* BEGIN Stored records *

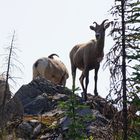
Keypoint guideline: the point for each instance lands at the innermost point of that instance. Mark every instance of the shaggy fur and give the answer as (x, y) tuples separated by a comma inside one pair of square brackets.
[(88, 56), (51, 69)]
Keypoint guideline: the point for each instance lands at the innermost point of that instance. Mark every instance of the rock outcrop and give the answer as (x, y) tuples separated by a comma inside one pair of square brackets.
[(44, 119)]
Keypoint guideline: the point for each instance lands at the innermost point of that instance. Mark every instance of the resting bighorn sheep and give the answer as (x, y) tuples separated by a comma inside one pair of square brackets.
[(88, 56), (51, 69)]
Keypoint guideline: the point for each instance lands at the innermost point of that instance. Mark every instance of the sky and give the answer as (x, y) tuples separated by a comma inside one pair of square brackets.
[(43, 27)]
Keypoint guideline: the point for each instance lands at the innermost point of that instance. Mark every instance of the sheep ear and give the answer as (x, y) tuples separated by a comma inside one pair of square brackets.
[(92, 28), (107, 25)]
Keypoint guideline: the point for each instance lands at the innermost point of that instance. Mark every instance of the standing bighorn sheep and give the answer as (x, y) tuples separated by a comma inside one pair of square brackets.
[(51, 69), (88, 56)]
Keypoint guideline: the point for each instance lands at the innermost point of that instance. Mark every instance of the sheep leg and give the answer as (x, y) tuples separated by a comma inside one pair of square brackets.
[(85, 73), (73, 76), (96, 78)]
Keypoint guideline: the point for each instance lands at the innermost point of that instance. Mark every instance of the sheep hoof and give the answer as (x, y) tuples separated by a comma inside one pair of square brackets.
[(84, 97), (96, 93)]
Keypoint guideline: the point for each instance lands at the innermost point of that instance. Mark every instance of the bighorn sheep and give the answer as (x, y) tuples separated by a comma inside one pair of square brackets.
[(88, 56), (51, 69)]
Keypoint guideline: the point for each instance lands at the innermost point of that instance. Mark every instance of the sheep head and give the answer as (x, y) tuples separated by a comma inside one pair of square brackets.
[(100, 29)]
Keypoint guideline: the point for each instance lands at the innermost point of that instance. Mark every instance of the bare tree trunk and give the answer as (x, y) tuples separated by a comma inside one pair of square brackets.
[(7, 74), (124, 72)]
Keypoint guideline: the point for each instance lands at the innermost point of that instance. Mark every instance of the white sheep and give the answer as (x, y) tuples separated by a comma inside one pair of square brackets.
[(51, 69), (88, 56)]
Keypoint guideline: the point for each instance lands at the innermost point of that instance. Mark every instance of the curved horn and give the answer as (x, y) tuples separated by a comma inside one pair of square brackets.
[(104, 21), (51, 56)]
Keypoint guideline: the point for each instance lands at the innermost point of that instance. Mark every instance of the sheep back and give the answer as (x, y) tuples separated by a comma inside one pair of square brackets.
[(51, 69)]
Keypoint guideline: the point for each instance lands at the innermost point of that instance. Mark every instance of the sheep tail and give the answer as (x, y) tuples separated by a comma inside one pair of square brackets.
[(51, 56)]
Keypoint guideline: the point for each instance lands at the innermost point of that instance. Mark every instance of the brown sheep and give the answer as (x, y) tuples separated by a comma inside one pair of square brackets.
[(51, 69), (88, 56)]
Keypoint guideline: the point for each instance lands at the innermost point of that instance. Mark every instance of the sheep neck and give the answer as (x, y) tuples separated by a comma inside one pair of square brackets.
[(100, 46)]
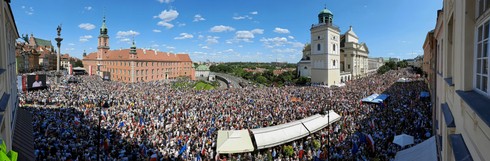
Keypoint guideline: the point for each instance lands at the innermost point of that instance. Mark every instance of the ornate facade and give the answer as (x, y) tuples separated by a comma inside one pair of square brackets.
[(331, 58), (136, 65)]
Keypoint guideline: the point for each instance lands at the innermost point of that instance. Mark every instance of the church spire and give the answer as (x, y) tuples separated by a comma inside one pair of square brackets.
[(103, 44), (325, 16), (103, 28), (132, 50)]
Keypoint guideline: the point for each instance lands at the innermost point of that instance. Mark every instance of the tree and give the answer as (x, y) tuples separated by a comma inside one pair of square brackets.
[(302, 80), (78, 63), (261, 79), (402, 64), (391, 65), (383, 69), (213, 68)]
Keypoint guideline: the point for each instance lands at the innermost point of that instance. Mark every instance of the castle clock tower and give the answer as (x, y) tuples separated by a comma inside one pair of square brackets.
[(325, 50)]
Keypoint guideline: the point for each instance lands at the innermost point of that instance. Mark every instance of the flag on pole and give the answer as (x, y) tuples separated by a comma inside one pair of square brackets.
[(370, 141), (355, 148)]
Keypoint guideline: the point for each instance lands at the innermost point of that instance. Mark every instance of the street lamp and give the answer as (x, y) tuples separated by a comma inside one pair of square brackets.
[(328, 134), (58, 40), (102, 105)]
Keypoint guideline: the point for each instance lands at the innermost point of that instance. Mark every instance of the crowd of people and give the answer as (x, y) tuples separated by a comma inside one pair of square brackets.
[(153, 121)]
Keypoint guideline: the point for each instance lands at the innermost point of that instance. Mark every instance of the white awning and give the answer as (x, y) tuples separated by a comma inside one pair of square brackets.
[(281, 134), (318, 122), (426, 150), (236, 141)]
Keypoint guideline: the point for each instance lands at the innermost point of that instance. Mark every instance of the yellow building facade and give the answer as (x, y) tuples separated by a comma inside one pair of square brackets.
[(462, 97)]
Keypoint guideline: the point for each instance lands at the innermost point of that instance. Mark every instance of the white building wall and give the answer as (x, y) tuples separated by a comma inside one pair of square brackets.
[(8, 79)]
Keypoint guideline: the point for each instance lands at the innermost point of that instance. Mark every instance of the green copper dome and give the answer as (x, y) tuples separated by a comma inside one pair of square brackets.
[(326, 11)]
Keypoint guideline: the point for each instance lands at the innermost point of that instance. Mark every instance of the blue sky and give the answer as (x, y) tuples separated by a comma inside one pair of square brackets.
[(228, 30)]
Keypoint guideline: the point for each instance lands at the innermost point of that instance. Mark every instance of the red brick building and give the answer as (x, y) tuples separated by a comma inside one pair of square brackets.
[(136, 65)]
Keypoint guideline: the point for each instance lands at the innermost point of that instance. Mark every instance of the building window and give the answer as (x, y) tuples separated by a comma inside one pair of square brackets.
[(481, 72), (483, 6)]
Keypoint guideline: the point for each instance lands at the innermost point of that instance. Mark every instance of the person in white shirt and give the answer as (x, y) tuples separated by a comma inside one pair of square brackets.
[(37, 82)]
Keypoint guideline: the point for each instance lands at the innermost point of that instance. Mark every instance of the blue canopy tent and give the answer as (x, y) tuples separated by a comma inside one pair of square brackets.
[(375, 98), (424, 94)]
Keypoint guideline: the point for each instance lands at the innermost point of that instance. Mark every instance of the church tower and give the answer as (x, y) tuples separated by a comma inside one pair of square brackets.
[(325, 50), (103, 45)]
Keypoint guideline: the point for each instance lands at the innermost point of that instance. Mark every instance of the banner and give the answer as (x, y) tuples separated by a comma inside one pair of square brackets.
[(36, 81)]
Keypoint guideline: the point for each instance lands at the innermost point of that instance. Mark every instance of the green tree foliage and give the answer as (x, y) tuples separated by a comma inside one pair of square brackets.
[(261, 79), (288, 150), (402, 64), (78, 63), (383, 69), (266, 78), (302, 80)]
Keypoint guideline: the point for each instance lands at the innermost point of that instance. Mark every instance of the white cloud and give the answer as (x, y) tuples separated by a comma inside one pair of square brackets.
[(85, 38), (125, 40), (124, 34), (286, 50), (280, 42), (258, 31), (212, 39), (28, 10), (166, 17), (244, 35), (184, 36), (86, 26), (228, 51), (221, 28), (165, 24), (241, 17), (297, 44), (198, 18), (180, 24), (281, 30), (165, 1), (273, 42)]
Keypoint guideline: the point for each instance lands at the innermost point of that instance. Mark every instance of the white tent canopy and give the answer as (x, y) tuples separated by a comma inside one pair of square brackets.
[(280, 134), (239, 141), (318, 122), (424, 151), (236, 141)]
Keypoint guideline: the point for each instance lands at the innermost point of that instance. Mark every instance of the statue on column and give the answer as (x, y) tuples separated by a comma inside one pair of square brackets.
[(59, 30)]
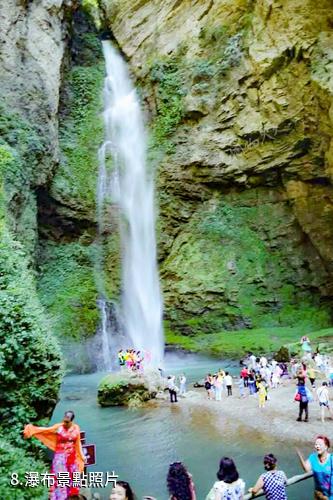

* END Stored records *

* Exercise objective
Render the data from the line containing "of the ornate" through the line containing "69), (213, 68)]", both included, as a Markdown table with the columns Row and Line, omitting any blank lines.

* Right answer
| Row | Line |
|---|---|
| 1 | Keypoint guideline: the point for each instance lands at the innermost point of that instance. Mark every instance of the ornate facade and give the answer as (x, y) tuples separated by a comma inside one pair of square brackets. |
| 2 | [(331, 58), (136, 65)] |
| 3 | Keypoint guideline: the point for each instance lands at the innermost point of that instance. Mark every instance of the church spire and give the answer as (x, y) tuples separated by a comma inside one pair of square brackets. |
| 4 | [(103, 44), (325, 16), (103, 28), (132, 50)] |
| 5 | Keypoint guideline: the point for each instance lands at the innermost point of that instance. Mark every instance of the tree and give the answer as (x, y) tuples separated by a comma inside one pair of square brackets. |
| 6 | [(302, 80), (78, 63), (261, 79), (402, 64), (391, 65), (383, 69), (213, 68)] |